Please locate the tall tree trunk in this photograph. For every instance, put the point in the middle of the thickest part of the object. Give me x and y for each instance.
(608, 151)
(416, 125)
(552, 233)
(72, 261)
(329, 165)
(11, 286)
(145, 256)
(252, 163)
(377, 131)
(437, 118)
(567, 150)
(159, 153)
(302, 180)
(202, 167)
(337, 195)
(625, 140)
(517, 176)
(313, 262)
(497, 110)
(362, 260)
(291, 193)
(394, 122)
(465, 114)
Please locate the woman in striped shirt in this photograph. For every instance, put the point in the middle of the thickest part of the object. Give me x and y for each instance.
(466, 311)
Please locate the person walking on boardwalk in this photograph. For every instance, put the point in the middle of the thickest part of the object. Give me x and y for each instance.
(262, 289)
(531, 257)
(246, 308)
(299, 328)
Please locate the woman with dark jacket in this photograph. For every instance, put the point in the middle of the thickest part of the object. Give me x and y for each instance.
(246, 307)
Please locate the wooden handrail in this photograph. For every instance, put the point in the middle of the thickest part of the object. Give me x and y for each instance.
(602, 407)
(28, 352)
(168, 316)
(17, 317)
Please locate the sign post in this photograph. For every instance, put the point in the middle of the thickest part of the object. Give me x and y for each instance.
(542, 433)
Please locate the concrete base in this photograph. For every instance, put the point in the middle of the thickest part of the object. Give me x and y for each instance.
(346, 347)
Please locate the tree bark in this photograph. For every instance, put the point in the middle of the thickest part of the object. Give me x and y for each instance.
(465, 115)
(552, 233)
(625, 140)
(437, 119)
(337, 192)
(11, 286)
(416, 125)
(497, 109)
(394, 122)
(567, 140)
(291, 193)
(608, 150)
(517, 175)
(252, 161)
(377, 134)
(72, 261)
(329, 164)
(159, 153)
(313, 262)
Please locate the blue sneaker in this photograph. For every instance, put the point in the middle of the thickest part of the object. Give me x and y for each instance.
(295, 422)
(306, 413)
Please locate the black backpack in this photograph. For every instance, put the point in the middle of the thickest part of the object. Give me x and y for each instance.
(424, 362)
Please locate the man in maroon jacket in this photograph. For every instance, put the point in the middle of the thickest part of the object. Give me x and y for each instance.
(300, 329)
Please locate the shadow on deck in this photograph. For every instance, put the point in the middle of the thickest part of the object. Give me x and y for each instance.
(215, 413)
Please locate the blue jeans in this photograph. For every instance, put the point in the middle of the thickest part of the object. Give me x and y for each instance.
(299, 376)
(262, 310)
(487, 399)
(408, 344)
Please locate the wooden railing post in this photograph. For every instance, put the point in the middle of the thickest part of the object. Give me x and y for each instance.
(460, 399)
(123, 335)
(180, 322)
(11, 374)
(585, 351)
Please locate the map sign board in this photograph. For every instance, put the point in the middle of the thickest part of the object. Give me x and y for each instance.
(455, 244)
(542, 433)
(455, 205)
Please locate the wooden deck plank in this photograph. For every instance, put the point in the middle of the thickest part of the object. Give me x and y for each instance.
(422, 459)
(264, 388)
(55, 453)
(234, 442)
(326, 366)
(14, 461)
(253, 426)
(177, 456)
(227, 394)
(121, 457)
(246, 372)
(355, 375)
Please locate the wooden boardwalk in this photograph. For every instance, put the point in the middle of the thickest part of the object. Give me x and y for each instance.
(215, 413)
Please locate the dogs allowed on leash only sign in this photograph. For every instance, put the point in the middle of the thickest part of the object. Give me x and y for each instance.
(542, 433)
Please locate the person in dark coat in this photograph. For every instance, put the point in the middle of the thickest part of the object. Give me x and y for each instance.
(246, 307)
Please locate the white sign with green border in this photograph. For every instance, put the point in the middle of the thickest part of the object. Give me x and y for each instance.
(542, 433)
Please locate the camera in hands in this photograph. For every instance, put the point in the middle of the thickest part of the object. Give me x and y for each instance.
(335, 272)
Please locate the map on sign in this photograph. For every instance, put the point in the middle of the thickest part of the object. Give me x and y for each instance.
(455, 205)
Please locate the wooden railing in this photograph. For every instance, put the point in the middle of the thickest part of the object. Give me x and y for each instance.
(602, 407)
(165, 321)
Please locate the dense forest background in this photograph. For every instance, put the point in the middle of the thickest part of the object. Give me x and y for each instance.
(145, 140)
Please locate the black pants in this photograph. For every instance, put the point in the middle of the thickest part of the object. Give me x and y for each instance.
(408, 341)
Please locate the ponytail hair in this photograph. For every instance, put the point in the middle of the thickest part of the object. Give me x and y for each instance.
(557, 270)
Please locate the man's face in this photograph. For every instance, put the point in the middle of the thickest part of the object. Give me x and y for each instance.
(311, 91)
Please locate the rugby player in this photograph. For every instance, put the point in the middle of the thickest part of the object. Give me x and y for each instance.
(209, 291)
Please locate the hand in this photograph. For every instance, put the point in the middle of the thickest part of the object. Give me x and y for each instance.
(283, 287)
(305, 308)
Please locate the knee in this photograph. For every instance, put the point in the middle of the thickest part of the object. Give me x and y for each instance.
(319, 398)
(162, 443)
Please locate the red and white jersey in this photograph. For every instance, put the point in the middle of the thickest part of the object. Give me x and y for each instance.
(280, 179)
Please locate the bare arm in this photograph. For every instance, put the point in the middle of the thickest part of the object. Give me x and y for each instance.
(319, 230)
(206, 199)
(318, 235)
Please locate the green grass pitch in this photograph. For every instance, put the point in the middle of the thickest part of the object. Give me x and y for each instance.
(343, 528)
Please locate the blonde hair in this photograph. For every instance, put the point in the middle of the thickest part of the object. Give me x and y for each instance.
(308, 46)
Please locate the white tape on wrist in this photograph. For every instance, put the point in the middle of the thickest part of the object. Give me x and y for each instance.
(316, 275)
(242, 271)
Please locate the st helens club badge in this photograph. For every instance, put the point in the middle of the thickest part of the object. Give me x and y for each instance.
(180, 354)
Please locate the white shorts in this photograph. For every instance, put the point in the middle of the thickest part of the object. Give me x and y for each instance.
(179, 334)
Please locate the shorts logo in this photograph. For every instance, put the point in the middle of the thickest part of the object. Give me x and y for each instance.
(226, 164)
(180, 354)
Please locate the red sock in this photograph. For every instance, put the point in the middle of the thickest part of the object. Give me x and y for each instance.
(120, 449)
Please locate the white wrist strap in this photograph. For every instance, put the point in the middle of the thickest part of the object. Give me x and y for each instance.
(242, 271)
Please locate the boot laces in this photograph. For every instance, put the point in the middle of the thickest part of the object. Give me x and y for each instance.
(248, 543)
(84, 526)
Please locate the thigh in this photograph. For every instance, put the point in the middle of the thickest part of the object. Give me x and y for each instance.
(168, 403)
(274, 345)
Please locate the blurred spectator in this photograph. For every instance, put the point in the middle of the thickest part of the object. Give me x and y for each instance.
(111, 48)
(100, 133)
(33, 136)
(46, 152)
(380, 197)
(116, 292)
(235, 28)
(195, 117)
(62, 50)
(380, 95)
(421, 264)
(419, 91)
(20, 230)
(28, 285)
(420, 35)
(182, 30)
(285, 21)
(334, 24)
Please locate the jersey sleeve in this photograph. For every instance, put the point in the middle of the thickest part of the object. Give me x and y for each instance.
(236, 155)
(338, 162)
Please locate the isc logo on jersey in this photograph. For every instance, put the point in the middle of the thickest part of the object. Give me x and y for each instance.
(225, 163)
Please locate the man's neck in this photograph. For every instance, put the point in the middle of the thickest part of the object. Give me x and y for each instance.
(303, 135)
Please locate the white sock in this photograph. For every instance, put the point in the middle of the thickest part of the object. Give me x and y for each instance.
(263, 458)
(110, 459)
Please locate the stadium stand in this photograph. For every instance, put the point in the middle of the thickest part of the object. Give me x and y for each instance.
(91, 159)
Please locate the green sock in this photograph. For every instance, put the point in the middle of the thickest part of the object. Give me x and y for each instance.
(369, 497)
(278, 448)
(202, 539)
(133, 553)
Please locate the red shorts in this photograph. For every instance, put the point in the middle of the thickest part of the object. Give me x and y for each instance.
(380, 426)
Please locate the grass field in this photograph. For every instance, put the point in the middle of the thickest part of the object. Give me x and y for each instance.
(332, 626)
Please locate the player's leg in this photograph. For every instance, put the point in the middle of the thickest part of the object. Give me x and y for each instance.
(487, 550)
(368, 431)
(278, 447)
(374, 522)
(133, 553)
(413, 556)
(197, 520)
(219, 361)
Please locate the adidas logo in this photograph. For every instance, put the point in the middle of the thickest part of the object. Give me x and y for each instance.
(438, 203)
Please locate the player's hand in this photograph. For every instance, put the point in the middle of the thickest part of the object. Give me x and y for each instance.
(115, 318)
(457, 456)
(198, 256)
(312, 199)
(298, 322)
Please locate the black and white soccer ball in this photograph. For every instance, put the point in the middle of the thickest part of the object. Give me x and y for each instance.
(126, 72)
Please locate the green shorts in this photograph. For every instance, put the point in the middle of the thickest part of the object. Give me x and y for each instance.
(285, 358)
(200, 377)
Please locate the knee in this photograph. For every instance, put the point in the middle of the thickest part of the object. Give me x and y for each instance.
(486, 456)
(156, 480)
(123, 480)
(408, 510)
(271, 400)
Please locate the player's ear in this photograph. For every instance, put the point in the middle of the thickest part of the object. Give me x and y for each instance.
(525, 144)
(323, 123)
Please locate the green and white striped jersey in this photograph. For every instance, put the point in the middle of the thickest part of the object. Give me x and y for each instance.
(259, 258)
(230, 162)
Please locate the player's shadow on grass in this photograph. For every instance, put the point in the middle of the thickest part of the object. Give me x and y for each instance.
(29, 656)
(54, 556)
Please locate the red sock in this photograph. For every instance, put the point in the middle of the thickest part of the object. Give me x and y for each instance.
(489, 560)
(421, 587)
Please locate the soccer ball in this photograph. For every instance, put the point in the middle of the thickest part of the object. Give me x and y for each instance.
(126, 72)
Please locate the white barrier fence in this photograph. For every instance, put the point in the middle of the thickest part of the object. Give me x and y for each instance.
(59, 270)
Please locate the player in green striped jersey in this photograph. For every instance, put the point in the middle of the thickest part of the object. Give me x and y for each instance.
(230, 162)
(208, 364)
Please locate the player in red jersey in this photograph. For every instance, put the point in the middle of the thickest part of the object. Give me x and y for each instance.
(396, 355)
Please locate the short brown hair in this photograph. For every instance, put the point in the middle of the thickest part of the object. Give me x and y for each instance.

········

◆ REQUIRED WORK
Write out, word for word, every line from the one containing "Please locate the soccer" through the last line of the records above.

◆ TASK SOLUTION
Please locate the soccer ball in this photograph. For every instance, put the point in the middle of the thickest part of the object. Give me x and y for each instance.
(126, 72)
Please locate the white barrier fence in this photograph. For every instance, put the point in the middle of the thickest part of the object. Give me x and y for each instance.
(59, 270)
Please locate the player in green striped jersey in this photograph. For every instance, put the point in the middle of the thickest part of the object. Give me x and y for each instance.
(230, 162)
(208, 364)
Please locate the player in red jersey in this photograph. For every instance, put the point in the middle of the thickest part of the object. Give me x and y for each instance.
(396, 355)
Please locate the short brown hair in this photograph. For every instance, put the point in the middle of the thickest part of the object. Give me x and y for each instance.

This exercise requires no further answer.